- [Document passage]
<<<<

Woman Indicted for Allegedly Straw Purchasing Handguns in Chicago Suburb
A woman has been indicted on federal firearm charges for allegedly straw purchasing handguns in a Chicago suburb on behalf of another individual.
On three occasions in 2019 and 2020, DIAMOND SMITH purchased a total of seven handguns, including two semi-automatic pistols, from a licensed firearms dealer in Oak Forest, Ill., and falsely certified on federal forms that she was the actual buyer, according to an indictment returned in U.S. District Court in Chicago. In reality, Smith purchased the guns on behalf of another individual, the charges allege.
Smith, 28, of Chicago, is charged with three counts of making false statements in connection with the acquisition of a firearm. Arraignment is set for today at 2:00 p.m. before U.S. Magistrate Judge Young B. Kim.
The charges were announced by John R. Lausch, Jr., United States Attorney for the Northern District of Illinois; and Kristen deTineo, Special Agent-in-Charge of the Chicago Field Division of the U.S. Bureau of Alcohol, Tobacco, Firearms and Explosives. The government is represented by Assistant U.S. Attorney Cornelius Vandenberg.
“Straw purchasers too often play a grave role in enabling the unlawful possession of guns and the violence that can follow,” said U.S. Attorney Lausch. “Our office is committed to working with our law enforcement partners to stop the flow of guns to individuals who cannot legally purchase them.”

>>>>

- [Data for review]
<<<<

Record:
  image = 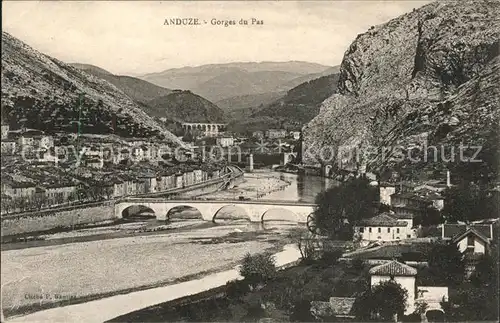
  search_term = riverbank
[202,170,293,200]
[5,245,300,322]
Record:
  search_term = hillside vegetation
[230,74,338,131]
[141,62,329,102]
[146,90,225,123]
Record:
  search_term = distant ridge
[2,32,183,145]
[69,63,172,103]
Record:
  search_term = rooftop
[359,213,406,227]
[369,260,417,276]
[443,223,493,239]
[330,297,356,316]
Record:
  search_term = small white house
[453,228,490,254]
[369,260,417,315]
[442,223,493,254]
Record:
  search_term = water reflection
[265,172,339,203]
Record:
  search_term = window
[467,235,474,247]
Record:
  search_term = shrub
[226,280,250,300]
[290,229,319,263]
[240,253,276,285]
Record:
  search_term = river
[1,171,336,321]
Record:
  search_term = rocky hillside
[68,63,113,75]
[146,90,224,122]
[303,0,500,182]
[70,63,172,103]
[141,62,329,102]
[2,32,180,144]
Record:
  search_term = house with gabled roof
[368,260,417,315]
[354,212,415,244]
[441,223,493,254]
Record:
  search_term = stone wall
[1,202,114,237]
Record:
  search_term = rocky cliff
[303,0,500,182]
[2,32,182,145]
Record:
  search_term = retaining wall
[1,173,243,237]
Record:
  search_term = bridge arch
[425,308,445,322]
[260,207,299,223]
[212,204,252,223]
[165,204,203,221]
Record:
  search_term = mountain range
[229,73,339,133]
[140,61,331,104]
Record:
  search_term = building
[252,130,264,139]
[441,223,493,254]
[39,135,54,149]
[354,213,416,244]
[379,183,396,205]
[2,177,36,199]
[216,136,234,147]
[311,260,448,322]
[2,138,17,155]
[266,129,286,139]
[2,123,9,140]
[369,260,417,315]
[41,182,77,204]
[193,169,203,183]
[390,188,444,217]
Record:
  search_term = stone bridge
[115,198,316,223]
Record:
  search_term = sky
[2,0,430,75]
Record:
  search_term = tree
[240,253,276,286]
[428,243,465,284]
[314,178,378,240]
[353,280,408,321]
[442,183,500,222]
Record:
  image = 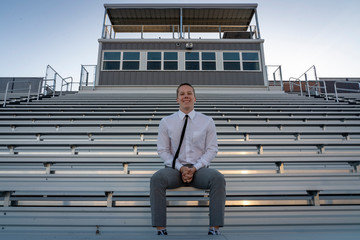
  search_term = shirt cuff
[193,163,203,171]
[175,162,184,172]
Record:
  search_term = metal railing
[37,65,74,100]
[266,65,284,91]
[289,65,328,100]
[334,81,360,102]
[102,25,260,39]
[79,65,97,89]
[3,81,31,107]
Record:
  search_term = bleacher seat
[0,91,360,239]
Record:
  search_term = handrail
[3,81,31,107]
[289,77,303,96]
[79,65,97,89]
[266,65,284,91]
[334,81,360,102]
[102,24,260,39]
[289,65,328,100]
[37,65,74,100]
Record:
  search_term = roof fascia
[104,3,258,9]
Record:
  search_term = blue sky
[0,0,360,81]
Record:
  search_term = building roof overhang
[104,4,258,31]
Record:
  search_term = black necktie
[172,115,189,169]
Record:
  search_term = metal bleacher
[0,91,360,239]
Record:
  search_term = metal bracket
[275,162,284,173]
[349,162,360,173]
[105,192,114,207]
[306,190,320,206]
[4,192,11,207]
[123,163,129,174]
[44,163,53,174]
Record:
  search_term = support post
[307,190,320,206]
[105,192,114,208]
[180,8,183,39]
[4,192,11,207]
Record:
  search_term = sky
[0,0,360,84]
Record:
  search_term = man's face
[176,85,196,113]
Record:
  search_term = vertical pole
[101,8,107,39]
[304,73,311,97]
[279,65,284,91]
[26,82,31,103]
[254,8,261,38]
[180,8,183,39]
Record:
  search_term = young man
[150,83,226,235]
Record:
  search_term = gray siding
[99,41,264,86]
[102,42,260,51]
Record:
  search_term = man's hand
[180,166,196,183]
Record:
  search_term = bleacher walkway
[0,87,360,240]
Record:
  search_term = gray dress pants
[150,167,226,227]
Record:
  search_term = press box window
[164,52,178,70]
[201,52,216,70]
[185,52,200,71]
[223,52,241,71]
[147,52,161,70]
[147,52,178,70]
[242,52,260,71]
[103,52,121,70]
[122,52,140,70]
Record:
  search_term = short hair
[176,83,195,97]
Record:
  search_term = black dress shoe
[156,229,167,235]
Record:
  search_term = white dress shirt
[157,110,218,170]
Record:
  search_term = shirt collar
[178,110,195,120]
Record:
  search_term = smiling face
[176,85,196,114]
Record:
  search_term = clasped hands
[180,166,196,183]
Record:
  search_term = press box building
[95,4,268,87]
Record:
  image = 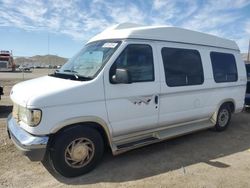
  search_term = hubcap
[218,109,229,127]
[65,138,95,168]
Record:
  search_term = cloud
[0,0,250,51]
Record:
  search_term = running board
[113,121,214,155]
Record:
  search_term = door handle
[155,95,159,104]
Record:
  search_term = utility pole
[247,39,250,63]
[45,31,50,72]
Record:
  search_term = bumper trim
[7,114,49,161]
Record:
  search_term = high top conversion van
[7,24,247,177]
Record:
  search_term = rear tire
[215,104,231,132]
[50,126,104,177]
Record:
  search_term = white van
[7,24,247,177]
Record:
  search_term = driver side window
[109,44,154,83]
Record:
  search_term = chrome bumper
[7,114,49,161]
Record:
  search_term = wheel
[50,126,104,177]
[215,104,231,131]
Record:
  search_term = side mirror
[112,69,131,84]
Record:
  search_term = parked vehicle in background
[0,50,16,71]
[18,65,31,72]
[7,24,247,177]
[245,64,250,108]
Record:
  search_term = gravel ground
[0,70,250,188]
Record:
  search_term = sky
[0,0,250,58]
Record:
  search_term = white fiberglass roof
[88,23,239,50]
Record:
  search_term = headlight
[19,106,42,127]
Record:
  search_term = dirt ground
[0,70,250,188]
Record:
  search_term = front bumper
[7,114,49,161]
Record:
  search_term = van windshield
[53,41,121,80]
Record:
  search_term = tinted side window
[161,47,204,87]
[110,44,154,83]
[210,52,238,83]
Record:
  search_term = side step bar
[113,120,214,155]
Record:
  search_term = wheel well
[221,101,235,113]
[49,122,110,151]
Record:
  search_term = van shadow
[0,105,12,118]
[45,112,250,185]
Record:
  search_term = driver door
[104,42,160,137]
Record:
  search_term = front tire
[50,126,104,177]
[215,104,231,132]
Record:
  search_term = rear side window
[110,44,154,83]
[161,47,204,87]
[210,52,238,83]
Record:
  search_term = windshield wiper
[50,70,93,81]
[63,69,78,73]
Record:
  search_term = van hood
[10,76,99,108]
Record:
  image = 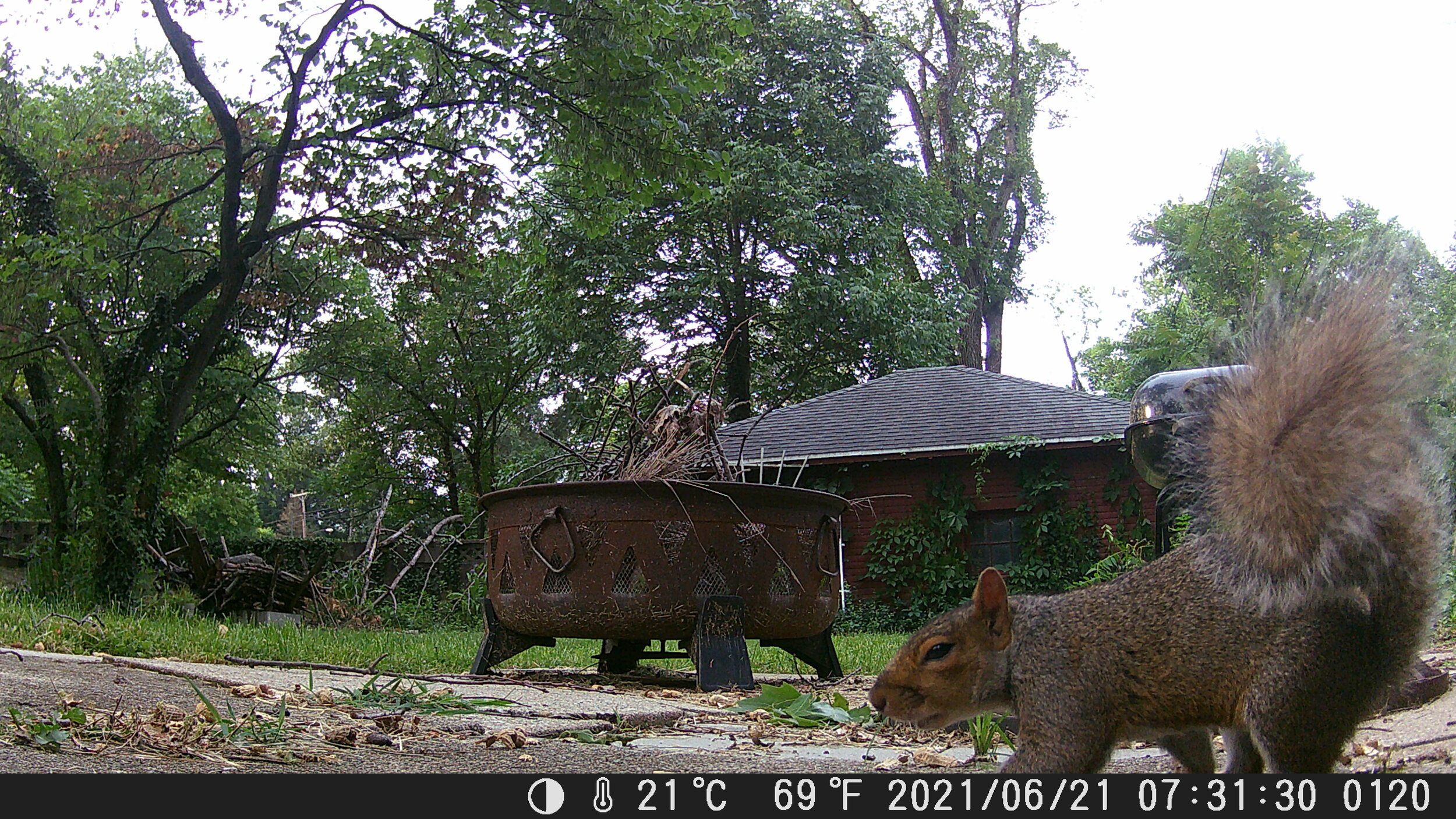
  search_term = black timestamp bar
[492,772,1456,819]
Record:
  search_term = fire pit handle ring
[814,514,840,577]
[530,506,577,574]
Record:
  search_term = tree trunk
[12,361,72,548]
[986,299,1006,373]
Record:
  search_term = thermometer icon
[591,776,612,813]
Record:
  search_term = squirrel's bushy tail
[1185,278,1444,612]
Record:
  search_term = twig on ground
[223,654,556,691]
[372,514,465,609]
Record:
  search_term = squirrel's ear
[971,569,1010,651]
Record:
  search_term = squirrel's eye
[925,643,955,663]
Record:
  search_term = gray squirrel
[871,277,1449,775]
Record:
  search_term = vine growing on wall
[864,437,1147,627]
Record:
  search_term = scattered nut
[913,747,960,768]
[323,727,360,747]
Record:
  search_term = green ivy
[847,437,1150,615]
[1005,452,1100,592]
[865,474,976,624]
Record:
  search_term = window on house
[966,513,1025,573]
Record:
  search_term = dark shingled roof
[718,367,1130,464]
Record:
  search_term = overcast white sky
[0,0,1456,384]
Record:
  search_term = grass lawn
[0,590,906,675]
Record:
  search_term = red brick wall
[833,443,1158,595]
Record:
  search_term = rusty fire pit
[472,479,849,691]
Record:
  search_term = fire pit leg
[759,627,844,679]
[689,595,753,691]
[471,599,556,673]
[597,640,648,673]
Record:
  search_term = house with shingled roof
[718,367,1158,595]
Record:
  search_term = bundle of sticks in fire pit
[529,359,743,481]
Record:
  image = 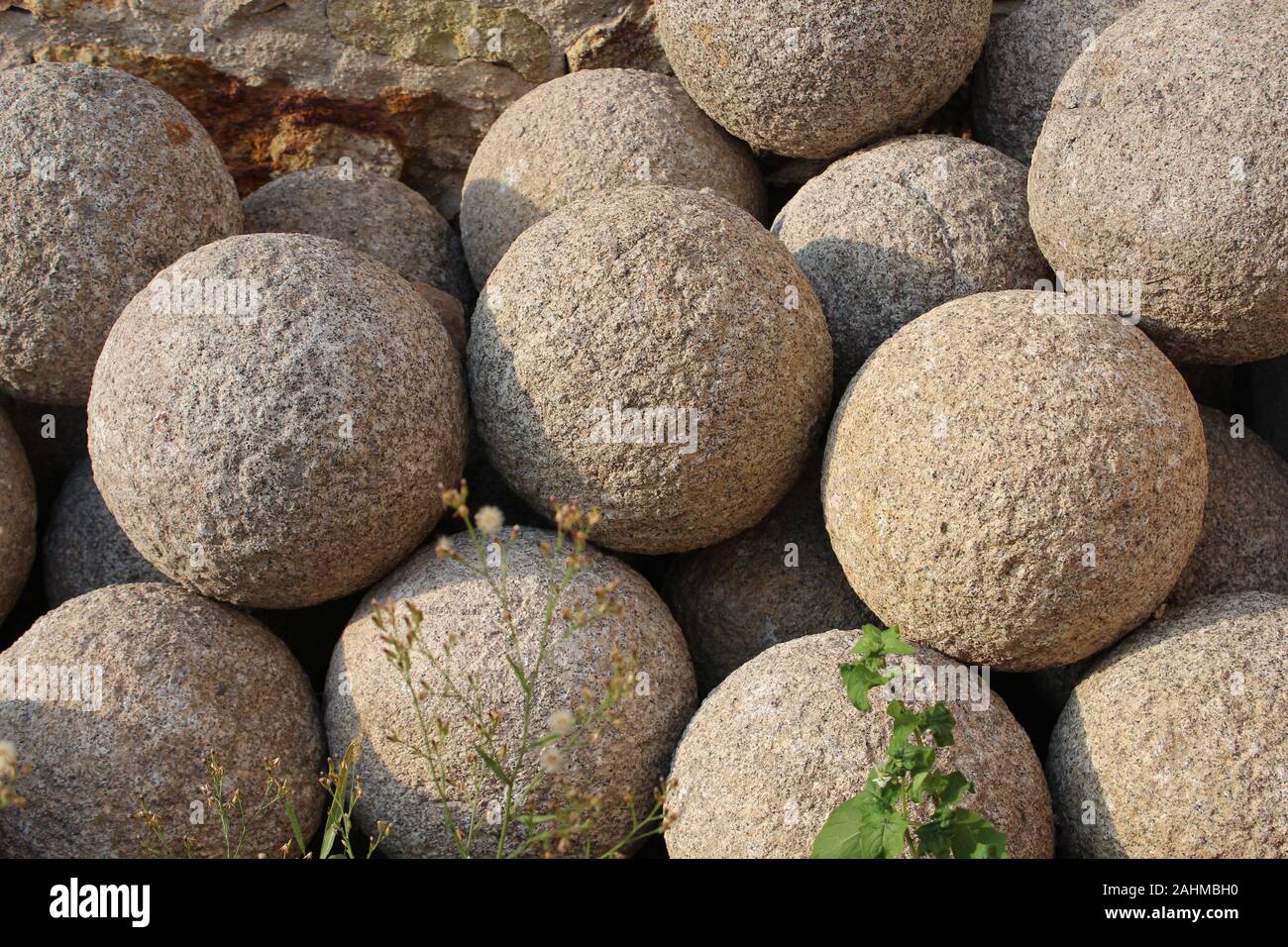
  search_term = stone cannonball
[0,63,242,404]
[773,136,1047,390]
[89,233,467,608]
[823,291,1207,672]
[242,164,474,307]
[461,69,765,286]
[657,0,992,158]
[0,582,323,858]
[661,462,873,691]
[666,630,1053,858]
[1169,407,1288,604]
[469,187,832,554]
[1029,0,1288,365]
[326,527,696,857]
[970,0,1142,163]
[1047,591,1288,858]
[0,411,36,621]
[42,460,166,608]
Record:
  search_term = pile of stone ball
[0,0,1288,857]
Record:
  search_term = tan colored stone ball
[823,291,1208,672]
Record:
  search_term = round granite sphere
[773,136,1047,390]
[1169,407,1288,604]
[0,582,323,858]
[42,460,166,608]
[242,164,474,305]
[0,411,36,621]
[657,0,992,158]
[661,462,873,691]
[823,291,1207,672]
[89,233,467,608]
[461,69,765,286]
[1029,0,1288,365]
[1047,592,1288,858]
[469,187,832,554]
[0,63,242,404]
[326,528,696,858]
[970,0,1142,162]
[666,631,1053,858]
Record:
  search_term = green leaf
[810,783,909,858]
[841,659,886,710]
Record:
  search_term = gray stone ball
[666,630,1053,858]
[823,291,1207,672]
[773,136,1048,390]
[326,527,697,858]
[469,187,832,554]
[0,411,36,621]
[40,460,167,608]
[661,459,873,691]
[1029,0,1288,365]
[242,164,474,307]
[461,69,765,286]
[0,63,242,404]
[1169,407,1288,604]
[89,233,467,608]
[0,583,323,858]
[1047,592,1288,858]
[657,0,992,158]
[970,0,1142,163]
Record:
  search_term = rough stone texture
[971,0,1142,162]
[461,69,765,286]
[89,233,467,608]
[0,582,323,858]
[1047,592,1288,858]
[326,528,696,857]
[1169,407,1288,604]
[666,631,1053,858]
[0,391,89,505]
[0,64,241,404]
[242,166,474,305]
[773,136,1047,390]
[42,460,166,608]
[469,187,832,554]
[823,291,1207,672]
[657,0,991,158]
[0,411,36,621]
[661,460,873,691]
[1029,0,1288,365]
[0,0,665,218]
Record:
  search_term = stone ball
[661,460,873,691]
[1169,407,1288,604]
[89,233,467,608]
[242,164,474,307]
[326,528,697,857]
[0,582,323,858]
[773,136,1047,390]
[1029,0,1288,365]
[657,0,993,158]
[461,69,765,286]
[0,411,36,621]
[823,291,1207,672]
[971,0,1143,163]
[0,63,242,404]
[42,460,167,608]
[469,187,832,554]
[666,630,1053,858]
[1047,591,1288,858]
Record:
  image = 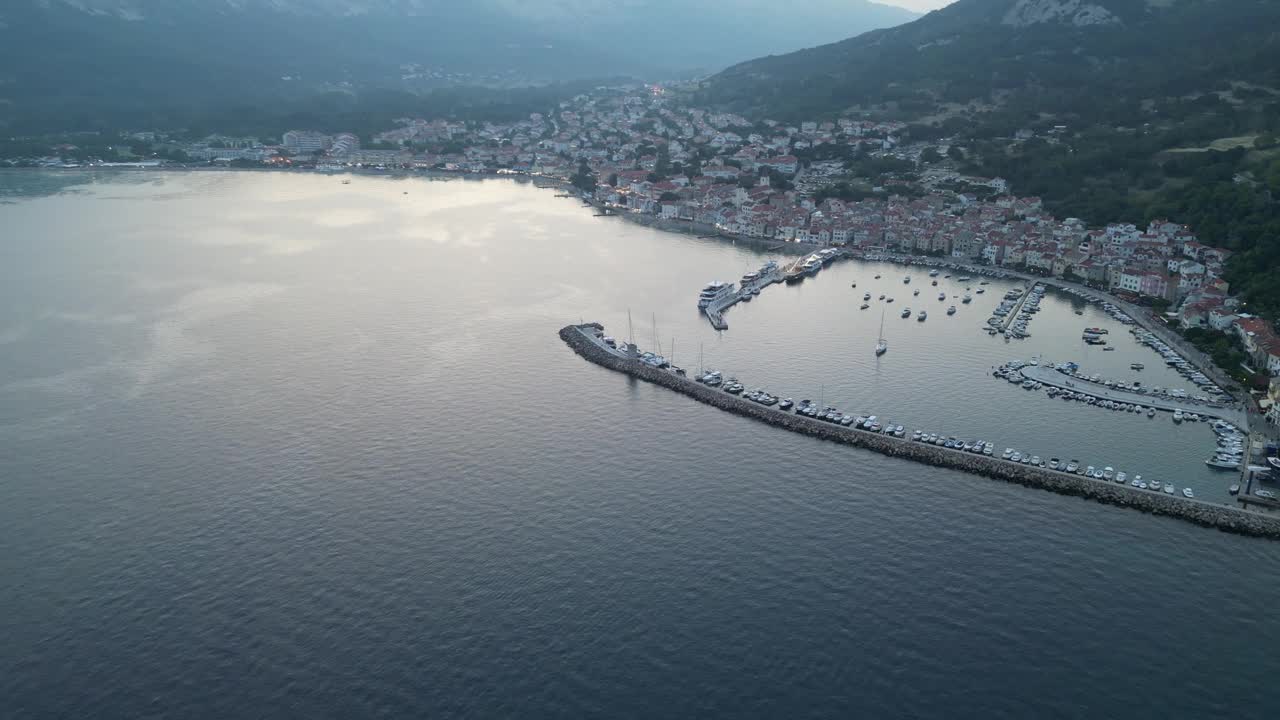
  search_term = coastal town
[10,86,1280,424]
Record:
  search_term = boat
[876,307,888,357]
[698,281,733,307]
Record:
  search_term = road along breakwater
[559,323,1280,539]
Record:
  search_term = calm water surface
[0,173,1280,719]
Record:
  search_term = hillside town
[10,86,1280,424]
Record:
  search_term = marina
[559,323,1280,539]
[599,244,1269,503]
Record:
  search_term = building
[283,129,333,152]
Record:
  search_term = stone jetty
[559,323,1280,539]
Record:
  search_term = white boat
[698,281,733,307]
[876,302,888,357]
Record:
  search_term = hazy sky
[877,0,955,13]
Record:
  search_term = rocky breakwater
[559,323,1280,539]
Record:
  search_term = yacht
[698,281,733,307]
[876,307,888,357]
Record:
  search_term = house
[1235,315,1280,374]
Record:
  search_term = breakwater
[559,323,1280,539]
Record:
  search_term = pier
[1018,365,1249,428]
[559,323,1280,539]
[703,268,783,331]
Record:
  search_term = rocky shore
[559,323,1280,539]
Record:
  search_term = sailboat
[876,307,888,357]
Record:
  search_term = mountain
[0,0,916,129]
[694,0,1280,319]
[704,0,1280,117]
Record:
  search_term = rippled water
[0,173,1280,719]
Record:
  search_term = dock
[559,323,1280,539]
[1018,365,1249,428]
[703,268,783,331]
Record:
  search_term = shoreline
[559,323,1280,539]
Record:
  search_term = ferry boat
[698,281,733,307]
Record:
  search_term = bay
[0,172,1280,717]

>>>>

- [Check your understanding]
a) According to the press release, how many handguns did Smith purchase in total?
b) Rewrite the stretch of the press release from "Smith, 28, of" through "Young B. Kim.", putting "multiple counts" in place of "three counts".
c) Translate this sentence from the press release into Spanish: "Arraignment is set for today at 2:00 p.m. before U.S. Magistrate Judge Young B. Kim."

- [Answers below]
a) Seven handguns.

b)
Smith, 28, of Chicago, is charged with multiple counts of making false statements in connection with the acquisition of a firearm. Arraignment is set for today at 2:00 p.m. before U.S. Magistrate Judge Young B. Kim.

c) La lectura de cargos está programada para hoy a las 2:00 p. m. ante el juez magistrado de los Estados Unidos Young B. Kim.